→ Listing:
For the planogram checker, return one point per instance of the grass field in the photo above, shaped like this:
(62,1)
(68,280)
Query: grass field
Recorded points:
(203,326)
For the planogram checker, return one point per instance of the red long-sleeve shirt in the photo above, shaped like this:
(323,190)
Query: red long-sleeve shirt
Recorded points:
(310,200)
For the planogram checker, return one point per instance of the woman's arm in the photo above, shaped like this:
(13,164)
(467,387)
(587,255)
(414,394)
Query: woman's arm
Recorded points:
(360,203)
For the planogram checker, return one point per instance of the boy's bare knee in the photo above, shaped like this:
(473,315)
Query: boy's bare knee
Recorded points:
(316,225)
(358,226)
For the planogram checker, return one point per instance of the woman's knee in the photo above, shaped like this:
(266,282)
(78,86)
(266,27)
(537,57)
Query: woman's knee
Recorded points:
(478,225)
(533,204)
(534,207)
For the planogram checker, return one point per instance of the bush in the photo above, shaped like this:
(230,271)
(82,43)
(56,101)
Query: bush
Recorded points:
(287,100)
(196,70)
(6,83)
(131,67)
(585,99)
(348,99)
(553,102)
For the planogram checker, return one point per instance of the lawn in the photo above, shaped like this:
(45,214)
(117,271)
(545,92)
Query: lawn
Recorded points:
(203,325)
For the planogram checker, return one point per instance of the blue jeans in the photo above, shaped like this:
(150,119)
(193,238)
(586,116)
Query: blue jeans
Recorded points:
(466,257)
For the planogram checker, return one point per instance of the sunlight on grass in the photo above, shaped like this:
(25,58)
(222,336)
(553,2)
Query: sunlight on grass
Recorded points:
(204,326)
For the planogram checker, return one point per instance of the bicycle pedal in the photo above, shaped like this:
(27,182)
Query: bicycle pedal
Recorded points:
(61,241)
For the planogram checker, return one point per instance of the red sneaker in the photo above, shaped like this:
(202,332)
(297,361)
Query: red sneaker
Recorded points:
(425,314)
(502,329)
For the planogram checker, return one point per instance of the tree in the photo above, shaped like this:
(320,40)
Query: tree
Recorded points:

→ Stated goal:
Resize every line from the one containing "the red sneaker" through the end of the material, inclusive, and reproduce them all in full. Multiply only the coordinates listed under "Recorded points:" by 1.1, round them to whole numbers with halves rounded up, leave every other line unchanged, and give only these lines.

→ Exercise response:
For the planogram checker, return one point per instance of the red sneaker in the photo above, shaped like this:
(202,332)
(297,361)
Query: red sneaker
Recorded points:
(468,345)
(552,362)
For the planogram checker, return one point per instance of the tree in the photo above, shaped like this:
(320,40)
Query: tree
Recorded points:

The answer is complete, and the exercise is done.